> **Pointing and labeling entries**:
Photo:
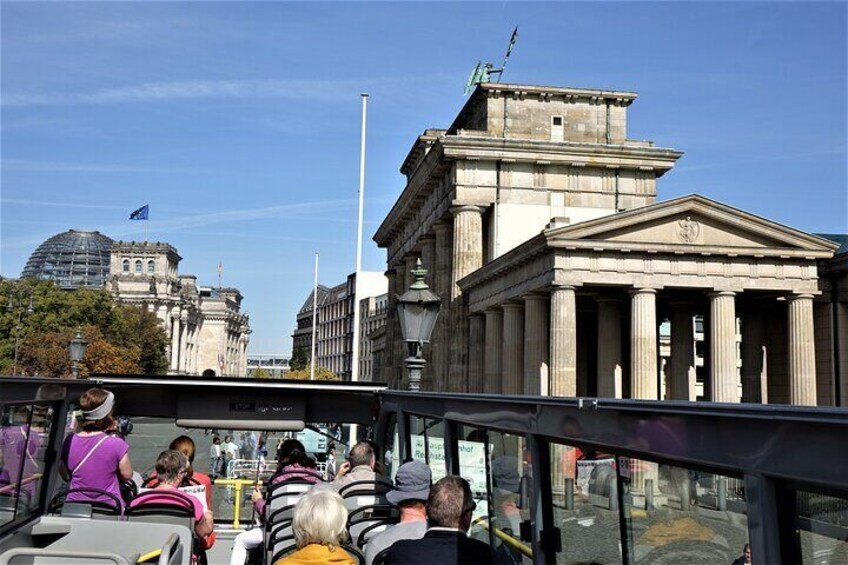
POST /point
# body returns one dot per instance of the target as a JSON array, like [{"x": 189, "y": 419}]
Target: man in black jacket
[{"x": 449, "y": 509}]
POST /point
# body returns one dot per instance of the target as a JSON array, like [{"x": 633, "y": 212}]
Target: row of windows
[{"x": 151, "y": 266}]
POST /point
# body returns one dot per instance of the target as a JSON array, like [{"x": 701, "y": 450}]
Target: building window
[{"x": 557, "y": 128}]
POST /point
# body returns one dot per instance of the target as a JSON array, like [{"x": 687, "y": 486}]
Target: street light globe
[
  {"x": 418, "y": 309},
  {"x": 77, "y": 347}
]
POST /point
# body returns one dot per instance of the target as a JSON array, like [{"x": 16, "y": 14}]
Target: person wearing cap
[
  {"x": 92, "y": 458},
  {"x": 450, "y": 507},
  {"x": 412, "y": 487}
]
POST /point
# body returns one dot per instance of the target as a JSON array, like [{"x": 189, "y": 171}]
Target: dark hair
[
  {"x": 91, "y": 399},
  {"x": 361, "y": 454},
  {"x": 450, "y": 498},
  {"x": 185, "y": 445},
  {"x": 169, "y": 465}
]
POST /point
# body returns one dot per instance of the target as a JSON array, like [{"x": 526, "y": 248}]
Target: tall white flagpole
[
  {"x": 354, "y": 368},
  {"x": 313, "y": 360}
]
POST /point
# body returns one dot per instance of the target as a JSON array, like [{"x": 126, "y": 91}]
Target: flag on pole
[
  {"x": 141, "y": 213},
  {"x": 512, "y": 41}
]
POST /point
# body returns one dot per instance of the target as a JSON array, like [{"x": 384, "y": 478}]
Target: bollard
[
  {"x": 685, "y": 495},
  {"x": 613, "y": 492},
  {"x": 237, "y": 506},
  {"x": 649, "y": 494},
  {"x": 721, "y": 487}
]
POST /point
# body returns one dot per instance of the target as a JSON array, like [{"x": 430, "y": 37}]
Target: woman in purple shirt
[{"x": 92, "y": 458}]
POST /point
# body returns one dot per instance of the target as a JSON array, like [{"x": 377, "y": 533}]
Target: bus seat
[
  {"x": 365, "y": 493},
  {"x": 86, "y": 508}
]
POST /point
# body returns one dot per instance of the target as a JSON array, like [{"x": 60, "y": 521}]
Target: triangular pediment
[{"x": 691, "y": 221}]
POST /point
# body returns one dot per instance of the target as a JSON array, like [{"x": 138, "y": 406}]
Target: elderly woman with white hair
[{"x": 320, "y": 527}]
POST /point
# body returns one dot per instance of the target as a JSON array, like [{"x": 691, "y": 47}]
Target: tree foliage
[
  {"x": 321, "y": 374},
  {"x": 299, "y": 359},
  {"x": 121, "y": 338}
]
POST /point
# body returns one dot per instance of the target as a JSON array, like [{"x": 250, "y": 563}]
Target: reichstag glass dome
[{"x": 74, "y": 259}]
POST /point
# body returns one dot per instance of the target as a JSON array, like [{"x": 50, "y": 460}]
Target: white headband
[{"x": 101, "y": 411}]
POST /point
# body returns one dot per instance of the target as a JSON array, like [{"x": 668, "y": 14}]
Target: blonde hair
[{"x": 320, "y": 517}]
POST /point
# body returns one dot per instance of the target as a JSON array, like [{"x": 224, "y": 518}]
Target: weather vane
[{"x": 483, "y": 72}]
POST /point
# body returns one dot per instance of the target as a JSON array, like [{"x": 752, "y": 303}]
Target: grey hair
[{"x": 320, "y": 517}]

> **SHORT TASK**: Copy every record above exactly, leaving out any pictures.

> **SOLVED PROBLEM**:
Photo:
POST /point
# body returns one dot per instance of the target as a JSON array, like [{"x": 189, "y": 419}]
Target: man in black jacket
[{"x": 449, "y": 509}]
POST /point
# body returns one dot per instance of the target as a JSON array, like [{"x": 633, "y": 212}]
Target: row of windows
[{"x": 151, "y": 266}]
POST /point
# body returns one dot per instance of the target as a JSON array, like [{"x": 701, "y": 450}]
Target: building window
[{"x": 557, "y": 128}]
POST /point
# body returns one dot per instance of the target as a JSON array, like [{"x": 687, "y": 486}]
Target: street light globe
[
  {"x": 418, "y": 309},
  {"x": 77, "y": 347}
]
POST /point
# body returns one dot per instance of the target as a JSON array, like [{"x": 16, "y": 14}]
Target: person wearing cap
[
  {"x": 92, "y": 458},
  {"x": 450, "y": 507},
  {"x": 412, "y": 487}
]
POST /point
# body returns one dot per instance of the target as a JSON array, like [{"x": 189, "y": 171}]
Target: dark hair
[
  {"x": 91, "y": 399},
  {"x": 361, "y": 454},
  {"x": 450, "y": 498},
  {"x": 185, "y": 445},
  {"x": 169, "y": 465}
]
POST /point
# body returns one dot per instance of the target as a JSON array, like [{"x": 526, "y": 248}]
Target: tall white flagpole
[
  {"x": 354, "y": 368},
  {"x": 313, "y": 360}
]
POST /point
# body returns one dot per instance of the target as a JSON array, like [{"x": 126, "y": 91}]
Target: flag on pole
[
  {"x": 141, "y": 213},
  {"x": 512, "y": 41}
]
POST /point
# body returns one dot per instance of the target as a JSON array, like [{"x": 384, "y": 478}]
Target: bollard
[
  {"x": 685, "y": 495},
  {"x": 613, "y": 492},
  {"x": 237, "y": 506},
  {"x": 649, "y": 494},
  {"x": 721, "y": 487}
]
POST /point
# body returns one dot per instance of the target as a JSON array, like [{"x": 430, "y": 37}]
Target: woman in purple shirt
[{"x": 92, "y": 458}]
POST /point
# body returns one dot per instance of the target as a JSON array, like [{"x": 377, "y": 533}]
Target: bus seat
[
  {"x": 365, "y": 493},
  {"x": 86, "y": 508}
]
POST /point
# body returns one dot per instance of the target as a JSON array, like [{"x": 60, "y": 521}]
Target: triangular pediment
[{"x": 691, "y": 221}]
POST /point
# body returns one dot per instance of the target as a JSON array, like [{"x": 138, "y": 406}]
Target: elderly woman with white hair
[{"x": 320, "y": 527}]
POST /point
# body returns one dot per instance of the target as a JSON array, like [{"x": 691, "y": 47}]
Target: tree foliage
[
  {"x": 321, "y": 374},
  {"x": 299, "y": 359},
  {"x": 121, "y": 338}
]
POST /point
# body returns one dot per instance of the target as a JSON array, like [{"x": 250, "y": 563}]
Target: reichstag glass dome
[{"x": 74, "y": 259}]
POST /point
# body returns one dot per instance of the target as a JSON array, like [{"x": 50, "y": 460}]
Target: white headband
[{"x": 101, "y": 411}]
POST /point
# body returns one dot per instance of the target as a JSON array, like [{"x": 668, "y": 14}]
Target: blonde hair
[{"x": 320, "y": 517}]
POST /point
# body returns one dot per instance of the target as a JSON array, like [{"x": 224, "y": 518}]
Target: weather vane
[{"x": 483, "y": 72}]
POST /point
# body returns one dot per instance of the target as a JSON array, like [{"x": 752, "y": 303}]
Target: grey hair
[{"x": 320, "y": 517}]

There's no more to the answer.